**What you need to do**
Reproduce the records. Keep every word exact and include no images.

**Provided entries**

╭──

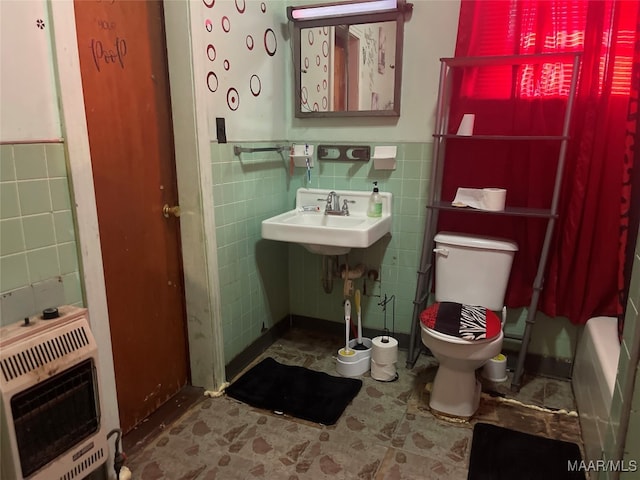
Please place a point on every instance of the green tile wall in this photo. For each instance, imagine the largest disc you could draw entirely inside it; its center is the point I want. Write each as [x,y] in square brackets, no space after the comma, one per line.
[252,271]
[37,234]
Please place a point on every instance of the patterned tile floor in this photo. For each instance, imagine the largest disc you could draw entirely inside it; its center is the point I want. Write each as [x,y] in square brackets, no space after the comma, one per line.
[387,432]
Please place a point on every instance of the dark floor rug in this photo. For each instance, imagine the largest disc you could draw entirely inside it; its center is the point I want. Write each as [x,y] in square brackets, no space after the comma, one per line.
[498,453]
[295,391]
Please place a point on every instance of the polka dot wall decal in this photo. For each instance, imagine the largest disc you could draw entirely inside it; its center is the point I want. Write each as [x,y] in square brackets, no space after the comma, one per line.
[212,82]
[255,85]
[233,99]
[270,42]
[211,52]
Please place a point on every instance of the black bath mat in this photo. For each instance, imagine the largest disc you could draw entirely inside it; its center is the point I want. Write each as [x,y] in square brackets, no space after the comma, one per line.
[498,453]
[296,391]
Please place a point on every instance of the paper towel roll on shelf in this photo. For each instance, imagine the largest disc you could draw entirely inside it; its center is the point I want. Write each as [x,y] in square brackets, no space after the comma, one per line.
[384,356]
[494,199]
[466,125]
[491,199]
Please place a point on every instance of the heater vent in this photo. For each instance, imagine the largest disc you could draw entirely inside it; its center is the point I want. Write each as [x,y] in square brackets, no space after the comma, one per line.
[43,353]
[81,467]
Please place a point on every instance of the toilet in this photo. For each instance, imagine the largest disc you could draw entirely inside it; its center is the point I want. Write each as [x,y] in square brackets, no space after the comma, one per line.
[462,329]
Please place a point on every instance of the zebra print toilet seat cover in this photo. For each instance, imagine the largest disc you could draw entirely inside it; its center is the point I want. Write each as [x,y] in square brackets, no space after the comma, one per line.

╰──

**Task output**
Please place a point on every instance of the green tile wall in this photo. For each instance, imagine the largest disc you could draw entirely inside it; its center is the point I want. Write each as [x,y] in square brackets, no space after the comma, one per line.
[252,271]
[37,234]
Please place a point on every instance of the patterned tile floor in this photo. For each instance, imagine the largest disc you could draw entirely inside it; its center is the point I want. Write each as [x,y] in square brackets, no space after the comma, one per line.
[387,432]
Please place a point on every instance of the dark floor rug in this photo. For each instance, imagine the largest disc you could draw entirely inside it; its center is the point I want. Write each as [x,y] in square brackets, no space after the comma, one per line.
[498,453]
[295,391]
Please place a point on every instance of the polka dot wall decal in this photo. For each instance, imagine the largest disc you could draw entirely inside it; its center is the point I want. Write each as [x,y] in square brackets, no space after the comma, one per line.
[212,82]
[255,85]
[233,99]
[270,42]
[211,52]
Please place a point on every instance of the black bath mat in this photo. For each instance, imagine the largest disc you could draw entirely inside it; its center is the point I want. Write each as [x,y] in square brackets, no space after the comma, one per line.
[498,453]
[296,391]
Please place a point on every instance of the paper towel roll on shelf in this photo. For each instance, imagine the largest disc you could draw entirely inside it; its center is the point I want. Write each as [x,y] in square brackets, no space after the comma, one per line.
[384,356]
[494,199]
[466,125]
[491,199]
Please place a point on every instance of the heater vent in this photo. For each instance, imagine the largest disc you could draw entirely inside it; its center is the point I want. Write each as [x,y] in square brackets, no space after the comma, one per line.
[43,353]
[81,467]
Please place a point on every instance of the toilet in this photo. For each instance, imagine the largest disc you could draw entirely inside it; its center is the point I want. Write each as [x,y] in square brackets, no space after the comma, one per line.
[462,329]
Please place a point on every instance of the zebra print toilet seat cover in this photo. For each instance, imagine the largest disc you could draw entirely inside it; its center is the point I want. Write each as [x,y] in square brackets, no space after the comma, one per line.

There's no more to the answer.